▼▼▼
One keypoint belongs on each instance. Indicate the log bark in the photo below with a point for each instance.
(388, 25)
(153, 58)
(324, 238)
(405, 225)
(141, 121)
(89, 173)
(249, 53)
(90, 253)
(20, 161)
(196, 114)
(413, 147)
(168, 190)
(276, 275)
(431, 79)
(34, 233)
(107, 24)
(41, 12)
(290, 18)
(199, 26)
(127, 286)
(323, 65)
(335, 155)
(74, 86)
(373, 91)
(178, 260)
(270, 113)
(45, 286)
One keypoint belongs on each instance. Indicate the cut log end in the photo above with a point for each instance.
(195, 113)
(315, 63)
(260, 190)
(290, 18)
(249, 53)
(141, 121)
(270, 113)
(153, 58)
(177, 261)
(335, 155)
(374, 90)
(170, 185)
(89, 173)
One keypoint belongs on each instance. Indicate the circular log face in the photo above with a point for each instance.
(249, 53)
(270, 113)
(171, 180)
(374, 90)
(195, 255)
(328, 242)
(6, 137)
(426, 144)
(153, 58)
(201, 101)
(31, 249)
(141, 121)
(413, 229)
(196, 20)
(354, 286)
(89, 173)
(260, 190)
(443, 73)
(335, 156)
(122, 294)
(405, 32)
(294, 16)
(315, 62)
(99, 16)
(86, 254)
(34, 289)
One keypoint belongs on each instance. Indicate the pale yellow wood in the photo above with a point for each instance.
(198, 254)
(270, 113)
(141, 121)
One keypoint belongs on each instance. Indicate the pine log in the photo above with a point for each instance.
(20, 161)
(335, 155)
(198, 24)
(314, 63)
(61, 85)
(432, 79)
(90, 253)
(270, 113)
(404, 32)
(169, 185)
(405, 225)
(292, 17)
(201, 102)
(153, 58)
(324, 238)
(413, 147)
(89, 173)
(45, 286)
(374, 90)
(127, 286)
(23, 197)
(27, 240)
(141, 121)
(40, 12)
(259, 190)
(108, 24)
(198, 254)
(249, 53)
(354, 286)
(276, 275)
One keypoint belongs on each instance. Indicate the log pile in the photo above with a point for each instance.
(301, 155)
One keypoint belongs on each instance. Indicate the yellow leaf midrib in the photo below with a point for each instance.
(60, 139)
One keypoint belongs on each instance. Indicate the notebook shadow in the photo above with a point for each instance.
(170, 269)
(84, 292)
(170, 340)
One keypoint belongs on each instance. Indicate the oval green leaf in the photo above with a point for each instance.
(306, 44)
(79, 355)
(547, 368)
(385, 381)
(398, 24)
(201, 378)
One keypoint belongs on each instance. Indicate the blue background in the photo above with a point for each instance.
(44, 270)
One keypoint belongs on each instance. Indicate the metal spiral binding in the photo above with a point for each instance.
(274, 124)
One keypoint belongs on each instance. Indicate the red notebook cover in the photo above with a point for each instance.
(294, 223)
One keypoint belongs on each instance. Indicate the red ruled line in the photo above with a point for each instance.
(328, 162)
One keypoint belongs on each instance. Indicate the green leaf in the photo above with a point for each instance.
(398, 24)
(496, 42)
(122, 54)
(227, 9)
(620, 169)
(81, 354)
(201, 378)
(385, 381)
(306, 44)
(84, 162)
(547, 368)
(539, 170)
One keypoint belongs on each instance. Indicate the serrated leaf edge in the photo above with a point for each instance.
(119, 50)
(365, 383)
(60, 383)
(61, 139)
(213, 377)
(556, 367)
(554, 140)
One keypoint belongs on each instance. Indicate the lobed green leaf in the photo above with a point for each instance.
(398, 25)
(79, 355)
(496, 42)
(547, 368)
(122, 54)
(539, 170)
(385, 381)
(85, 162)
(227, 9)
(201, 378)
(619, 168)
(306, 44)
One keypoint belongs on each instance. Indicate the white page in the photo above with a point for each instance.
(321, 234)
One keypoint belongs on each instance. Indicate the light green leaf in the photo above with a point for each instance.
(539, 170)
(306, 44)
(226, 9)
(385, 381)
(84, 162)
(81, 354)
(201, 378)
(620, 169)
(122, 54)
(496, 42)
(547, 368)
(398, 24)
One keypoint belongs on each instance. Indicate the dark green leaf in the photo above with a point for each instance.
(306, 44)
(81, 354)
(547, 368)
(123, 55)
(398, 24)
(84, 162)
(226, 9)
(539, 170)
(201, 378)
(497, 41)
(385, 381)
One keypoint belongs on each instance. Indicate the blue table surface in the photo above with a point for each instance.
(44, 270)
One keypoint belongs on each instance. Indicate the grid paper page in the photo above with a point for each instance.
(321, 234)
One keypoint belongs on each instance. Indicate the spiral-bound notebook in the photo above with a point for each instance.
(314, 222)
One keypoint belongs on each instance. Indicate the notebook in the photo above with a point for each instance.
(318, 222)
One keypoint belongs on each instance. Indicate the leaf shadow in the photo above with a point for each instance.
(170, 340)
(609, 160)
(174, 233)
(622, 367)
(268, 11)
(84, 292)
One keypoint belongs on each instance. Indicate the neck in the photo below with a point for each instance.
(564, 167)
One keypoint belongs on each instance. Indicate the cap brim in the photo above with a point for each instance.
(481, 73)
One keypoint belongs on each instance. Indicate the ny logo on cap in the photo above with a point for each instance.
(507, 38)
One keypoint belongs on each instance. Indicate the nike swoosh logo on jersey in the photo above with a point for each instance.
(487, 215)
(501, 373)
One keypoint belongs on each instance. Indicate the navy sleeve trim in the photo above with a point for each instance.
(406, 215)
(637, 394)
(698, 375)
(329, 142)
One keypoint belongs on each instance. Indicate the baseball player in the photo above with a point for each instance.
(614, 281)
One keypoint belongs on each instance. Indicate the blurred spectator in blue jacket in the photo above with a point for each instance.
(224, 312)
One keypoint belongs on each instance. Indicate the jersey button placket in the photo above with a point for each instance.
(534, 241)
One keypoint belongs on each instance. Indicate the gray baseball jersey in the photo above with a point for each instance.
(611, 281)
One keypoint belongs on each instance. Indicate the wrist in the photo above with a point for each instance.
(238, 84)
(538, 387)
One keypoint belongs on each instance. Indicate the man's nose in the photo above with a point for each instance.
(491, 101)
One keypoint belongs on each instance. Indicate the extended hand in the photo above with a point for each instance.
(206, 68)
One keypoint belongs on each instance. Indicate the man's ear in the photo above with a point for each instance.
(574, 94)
▲▲▲
» PROBLEM TO SOLVE
Copy out all of the records above with nothing altered.

» WRITTEN SOLUTION
One keypoint belongs on each instance. Indicate the log bark in the photo below with a point for each instance.
(388, 25)
(153, 58)
(324, 238)
(405, 225)
(141, 121)
(89, 173)
(249, 53)
(90, 253)
(20, 161)
(196, 114)
(413, 147)
(168, 190)
(276, 275)
(431, 79)
(34, 233)
(107, 24)
(41, 12)
(290, 18)
(199, 26)
(127, 286)
(323, 65)
(335, 155)
(74, 86)
(373, 91)
(178, 260)
(270, 113)
(45, 286)
One keypoint belongs on each instance. Indicate the cut log end in the photo above with a point for each instance.
(195, 113)
(315, 63)
(260, 190)
(290, 18)
(249, 53)
(141, 121)
(270, 113)
(153, 58)
(177, 261)
(335, 155)
(374, 90)
(170, 185)
(89, 173)
One keypoint belongs on each instance. Indicate the circular log face in the photo above with a point for each instance.
(249, 53)
(270, 113)
(171, 180)
(374, 90)
(195, 255)
(328, 242)
(6, 137)
(426, 144)
(153, 58)
(201, 101)
(31, 249)
(141, 121)
(413, 229)
(196, 20)
(354, 286)
(89, 173)
(260, 190)
(443, 73)
(335, 156)
(122, 294)
(405, 32)
(294, 16)
(315, 62)
(99, 16)
(86, 254)
(34, 289)
One keypoint belongs on each instance. Indicate the pale yellow wood in the photo above with a point for each instance.
(198, 254)
(270, 113)
(141, 121)
One keypoint belongs on each instance. Indicate the pine log in the photo above with a point for each instance.
(20, 161)
(335, 155)
(198, 24)
(314, 63)
(61, 85)
(432, 79)
(90, 253)
(270, 113)
(404, 32)
(169, 185)
(405, 225)
(292, 17)
(201, 102)
(153, 58)
(324, 238)
(413, 147)
(89, 173)
(45, 286)
(374, 90)
(127, 286)
(23, 197)
(27, 240)
(141, 121)
(40, 12)
(259, 190)
(108, 24)
(198, 254)
(249, 53)
(354, 286)
(276, 275)
One keypoint belongs on each instance. Indicate the log pile in the photo above with a point for each instance.
(301, 155)
One keypoint belongs on each instance. Indicate the yellow leaf midrib in the photo below with a point for each instance.
(60, 139)
One keypoint belongs on each instance. Indicate the notebook shadow in the photo above with a point for each instance.
(170, 269)
(84, 292)
(170, 340)
One keypoint belongs on each instance. Indicate the oval green leaf in the photo above with a point for each instance.
(306, 44)
(79, 355)
(547, 368)
(385, 381)
(398, 24)
(201, 378)
One keypoint belongs on each instance. Indicate the blue background in the photo above with a point for each instance.
(44, 270)
One keypoint belongs on each instance. Indicate the metal spiral binding in the photo above with a point for each instance.
(274, 124)
One keypoint belongs on each instance. Indicate the red notebook cover in the photo above with a point for each instance.
(294, 223)
One keypoint belongs on each instance. Indicate the red ruled line in the photo above with a point for each instance.
(328, 162)
One keypoint belongs on each instance. Indicate the green leaf in the photo above with a point for each instance.
(398, 24)
(496, 42)
(122, 54)
(227, 9)
(620, 169)
(81, 354)
(201, 378)
(385, 381)
(306, 44)
(84, 162)
(547, 368)
(539, 170)
One keypoint belongs on each instance. Indicate the serrated leaf edge in the photo above with a point for each instance.
(119, 50)
(365, 383)
(60, 383)
(61, 139)
(213, 377)
(556, 367)
(554, 140)
One keypoint belongs on each instance. Indicate the lobed green leaf in the photo above with a point for each instance.
(398, 25)
(79, 355)
(496, 42)
(547, 368)
(122, 54)
(539, 170)
(385, 381)
(85, 162)
(227, 9)
(201, 378)
(619, 168)
(306, 44)
One keypoint belongs on each instance. Indicate the white page in the photo above with a point for each instance.
(321, 234)
One keypoint belongs on each instance. Indicate the light green leaf in the photo above with a point for each instance.
(539, 170)
(306, 44)
(226, 9)
(385, 381)
(84, 162)
(81, 354)
(201, 378)
(620, 169)
(122, 54)
(496, 42)
(547, 368)
(398, 24)
One keypoint belongs on each instance. Indicate the dark green leaf in the photo above with a point for each instance.
(306, 44)
(81, 354)
(547, 368)
(123, 55)
(398, 24)
(84, 162)
(226, 9)
(539, 170)
(201, 378)
(497, 41)
(385, 381)
One keypoint belongs on each instance. Indicate the blue table surface in the photo above with a point for each instance.
(44, 270)
One keypoint belongs on each instance. Indicate the grid paper page in the photo above with a point for each instance.
(321, 234)
One keypoint belongs on each instance. Indicate the spiral-bound notebook in the photo above with a point for each instance.
(314, 222)
One keypoint belongs on each instance. Indicate the notebook in the photo above with a point for each instance.
(318, 222)
One keypoint belongs on each instance. Indicate the leaf shadow in the photo above with a point for each instance.
(170, 340)
(609, 160)
(174, 233)
(622, 367)
(268, 11)
(84, 292)
One keypoint belongs on each instance. Indicate the neck in the photo below with a point for each instance.
(564, 167)
One keypoint belongs on each instance. Indicate the cap brim in the photo above with a point for each instance.
(481, 73)
One keypoint belongs on each instance. Indicate the ny logo on cap in the photo above with a point for each instance.
(507, 38)
One keypoint belongs on each instance. Indicate the nike swoosh logo on jersey in the photo above with a point for each instance.
(487, 215)
(501, 373)
One keypoint belongs on each instance. Indicate the navy sleeve trim in the photo above with a point for each instance.
(406, 215)
(637, 394)
(698, 375)
(329, 142)
One keypoint belongs on each instance. Indicate the baseball player in the photo above with a point for each instance.
(614, 281)
One keypoint belongs on each instance. Indicate the blurred spectator in blue jacket in the photo above with a point for each instance.
(224, 312)
One keypoint belongs on each instance. Indicate the jersey button placket in the photo above with a point for each instance.
(534, 241)
One keypoint belongs on each instance. Indicate the gray baseball jersey in the photo above with a point for each instance.
(611, 281)
One keypoint belongs on each instance. Indicate the wrist in the photo above with a point for each instance.
(238, 84)
(538, 387)
One keypoint belongs on each instance. Indicate the man's nose in the photo above with a point for each instance.
(491, 101)
One keypoint belongs on each instance. Indicate the extended hand in the photo above with a point for each instance.
(206, 68)
One keypoint belongs on each instance. Indicate the man's ear in the photo above with a point for each instance.
(574, 94)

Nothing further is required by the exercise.